== Material ==
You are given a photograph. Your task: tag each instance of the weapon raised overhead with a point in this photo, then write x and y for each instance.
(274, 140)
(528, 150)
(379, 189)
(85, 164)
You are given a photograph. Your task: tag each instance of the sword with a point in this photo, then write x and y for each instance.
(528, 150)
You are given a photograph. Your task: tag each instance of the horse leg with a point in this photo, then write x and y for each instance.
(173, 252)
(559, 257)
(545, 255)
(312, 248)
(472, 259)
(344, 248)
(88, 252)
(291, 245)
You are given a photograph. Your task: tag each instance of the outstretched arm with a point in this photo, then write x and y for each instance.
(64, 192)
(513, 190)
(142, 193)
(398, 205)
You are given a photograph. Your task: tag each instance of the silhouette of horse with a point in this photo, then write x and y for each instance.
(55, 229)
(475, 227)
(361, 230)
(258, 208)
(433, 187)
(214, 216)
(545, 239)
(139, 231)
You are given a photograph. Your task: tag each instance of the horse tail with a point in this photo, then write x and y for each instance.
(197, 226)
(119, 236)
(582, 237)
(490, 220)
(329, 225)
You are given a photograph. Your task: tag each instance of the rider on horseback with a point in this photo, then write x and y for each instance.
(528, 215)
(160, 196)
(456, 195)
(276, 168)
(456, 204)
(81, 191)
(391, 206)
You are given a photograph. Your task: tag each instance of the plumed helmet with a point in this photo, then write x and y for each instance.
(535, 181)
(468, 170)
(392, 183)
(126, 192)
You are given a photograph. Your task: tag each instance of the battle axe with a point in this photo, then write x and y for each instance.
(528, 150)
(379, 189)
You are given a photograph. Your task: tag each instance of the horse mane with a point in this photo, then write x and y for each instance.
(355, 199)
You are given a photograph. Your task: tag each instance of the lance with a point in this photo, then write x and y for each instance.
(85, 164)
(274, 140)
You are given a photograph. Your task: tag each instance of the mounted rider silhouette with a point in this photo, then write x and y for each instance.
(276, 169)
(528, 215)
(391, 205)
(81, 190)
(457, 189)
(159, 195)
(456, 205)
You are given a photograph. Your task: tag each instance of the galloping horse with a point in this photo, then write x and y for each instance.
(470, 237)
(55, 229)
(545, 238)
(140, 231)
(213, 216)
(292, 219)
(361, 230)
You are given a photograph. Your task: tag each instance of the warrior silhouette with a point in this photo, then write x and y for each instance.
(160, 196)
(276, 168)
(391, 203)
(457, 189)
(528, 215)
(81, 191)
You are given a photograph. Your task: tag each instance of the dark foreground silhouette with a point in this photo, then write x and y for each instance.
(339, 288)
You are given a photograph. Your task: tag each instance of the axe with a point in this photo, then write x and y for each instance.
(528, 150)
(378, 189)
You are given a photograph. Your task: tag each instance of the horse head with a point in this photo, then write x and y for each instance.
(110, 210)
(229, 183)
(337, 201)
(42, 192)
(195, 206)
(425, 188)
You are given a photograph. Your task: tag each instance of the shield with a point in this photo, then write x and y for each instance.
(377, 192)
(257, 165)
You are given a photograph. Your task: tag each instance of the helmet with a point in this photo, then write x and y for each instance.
===
## Your task
Write every record out again, unaltered.

## Completed exercise
You are given a photograph. Your task: tag each instance of the weapon raised overhead with a point in this photo, then write x and y for each instance.
(274, 140)
(528, 150)
(379, 189)
(85, 164)
You are given a photograph. Your task: tag each instance of the sword with a point in this photo, then write x and y for each instance.
(528, 150)
You are given a photograph. Your task: tag each instance of the horse leg with a point in this photo, then write x and y for each instance.
(173, 252)
(559, 257)
(545, 255)
(312, 248)
(472, 259)
(344, 248)
(88, 252)
(291, 245)
You are given a photograph. Your task: tag each instance of the outstretched arm with a point in this photo, then write x and y for each instance.
(64, 192)
(513, 190)
(142, 193)
(398, 205)
You are given a photograph. Your task: tag each instance of the silhouette of horse with a point in this photo, then write x and y for each instance.
(55, 229)
(475, 227)
(361, 230)
(258, 208)
(433, 187)
(214, 216)
(545, 239)
(139, 231)
You are given a photograph. Your task: tag each instance of the horse tail with a point in this photo, then write x and y for each instance.
(197, 226)
(119, 236)
(582, 237)
(490, 220)
(329, 225)
You are given a photograph. Your task: tag each instance of the rider on horseback with a point in this photo, then write x and y for each instance.
(528, 215)
(160, 196)
(456, 195)
(276, 168)
(456, 204)
(81, 191)
(391, 206)
You are given a photograph. Your task: tag each instance of the plumed helmet with a point in this photo, then write x and y for each instance.
(535, 181)
(468, 170)
(392, 183)
(126, 192)
You are given a photograph. Your task: tag each instance of the battle axe with a point in this photo, then write x and y for each instance.
(528, 150)
(379, 189)
You are given a photograph. Your task: tag each instance of the horse mane with a point in this photo, then write x and y for each instance.
(355, 199)
You are given a photograph. Your task: tag each instance of the lance with a point in this photo, then write x and y for each instance.
(85, 164)
(274, 140)
You are given a photograph. Your task: tag each instance of the mounted rider silhouette with a point in this photo, then write x and y for each instance.
(276, 169)
(528, 215)
(391, 205)
(81, 190)
(457, 189)
(159, 195)
(456, 205)
You are given a photograph. Your task: tag each instance of the galloping horse with a point in this photo, then write x and y for each instance.
(470, 237)
(55, 229)
(545, 238)
(140, 231)
(213, 216)
(292, 219)
(361, 230)
You are given a photograph. Your task: tag each instance of the warrior silhouette with a point in this photo, then write x and y for each instance.
(160, 196)
(276, 168)
(391, 203)
(457, 189)
(528, 215)
(81, 191)
You are given a photograph. Your task: tag each instance of the dark foreground silhouette with a point in this photo, then write x and y for each instance.
(339, 288)
You are given a photograph. Your task: tag each instance of the axe with a point in this photo, then write x and y for each instance.
(528, 150)
(378, 189)
You are given a photograph. Your task: tag each instance of the horse head with a point in this photo, then write x and y for each instance.
(110, 210)
(229, 183)
(337, 201)
(42, 192)
(195, 206)
(425, 188)
You are given a photograph. Your task: tag each instance of the shield with a point in this photo, then write x and y for each instance.
(377, 192)
(257, 165)
You are given a photograph. Your task: tag each instance of the helmet with a point in this photo, then write x and y for each instance.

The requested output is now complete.